**DOCUMENTFRAGMENT**

__________________________________________________

Over Bern is te vergelijken: Lotgevallen van Heer Fulco en de abdij van Bern door W. van Dam van Brakel. In het Jaarboekje van de H. Familie 1881 is een afbeelding der abdij te vinden, naar een oude schilderij. Van Lennep liet in onze Voorouders, Deel V, ‘Broeder Steven’ de geschiedenis van Heer Fulco vertellen.
De geschiedenis van het kasteel van Heusden is behandeld in het werk van Van Lennep en Hofdijk, Deel II; evenzoo die van Loevestein, Derde Serie, Deel I. Over Herman de Ruyter schreef Dr. J.G.R. Acquoi eene belangrijke monografie. Verder is o.a. te vergelijken: het slot Loevestein door (Boonzajer) en M(erkes) en de oorsprong van Loevestein en Monnikenland door van Dam van Brakel. De kapitein der genie G.H. Mossel leverde in Nijhoffs Bijdragen een opstel over Loevestein in 1854. De vraag, of Loevestein hetzelfde is als Lievestein werd door de Heeren Eyck van Zuilichem en Quack in eenige jaargangen van den Gelderschen Volksalmanak behandeld. Het extract uit het leenregister van Gelderland betreffende Lievestein, in dien van 1874 bl. 149 medegedeeld, schijnt beslissend. Loevestein is nooit een leen van Gelder geweest.

__________________________________________________

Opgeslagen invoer
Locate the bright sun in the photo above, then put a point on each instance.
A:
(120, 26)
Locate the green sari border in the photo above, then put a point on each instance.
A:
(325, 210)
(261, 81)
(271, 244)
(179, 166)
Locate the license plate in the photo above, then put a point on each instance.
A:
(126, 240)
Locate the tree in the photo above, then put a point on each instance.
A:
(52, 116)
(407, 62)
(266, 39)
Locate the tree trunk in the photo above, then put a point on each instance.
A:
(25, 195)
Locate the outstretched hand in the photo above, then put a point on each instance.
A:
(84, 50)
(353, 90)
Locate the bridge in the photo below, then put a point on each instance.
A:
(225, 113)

__________________________________________________

**OPDRACHTEN**
[a] Wie leverde volgens het fragment over Bern en Loevestein in 1854 een opstel over Loevestein in Nijhoffs Bijdragen?
[b] Geef voor elk van de volgende beweringen aan of zij overeenstemt met het fragment over Bern en Loevestein, en citeer de doorslaggevende woorden letterlijk. (i) Het Jaarboekje van de H. Familie 1881 bevat een afbeelding van de abdij van Bern. (ii) Loevestein is een leen van Gelder geweest. (iii) Van Lennep schreef een monografie over Herman de Ruyter.
[c] Geef het gedeelte van het fragment over Bern en Loevestein letterlijk weer, van "Over Bern is" tot en met "Heer Fulco vertellen.".
De regels zijn voor deze oefening niet nodig.

**ANTWOORDEN PER OPDRACHT**
[a] De kapitein der genie G.H. Mossel.

[b]
(i) Ja: "In het Jaarboekje van de H. Familie 1881 is een afbeelding der abdij te vinden, naar een oude schilderij."
(ii) Nee: "Loevestein is nooit een leen van Gelder geweest."
(iii) Nee: "Over Herman de Ruyter schreef Dr. J.G.R. Acquoi eene belangrijke monografie."

[c]
Over Bern is te vergelijken: Lotgevallen van Heer Fulco en de abdij van Bern door W. van Dam van Brakel. In het Jaarboekje van de H. Familie 1881 is een afbeelding der abdij te vinden, naar een oude schilderij. Van Lennep liet in onze Voorouders, Deel V, ‘Broeder Steven’ de geschiedenis van Heer Fulco vertellen.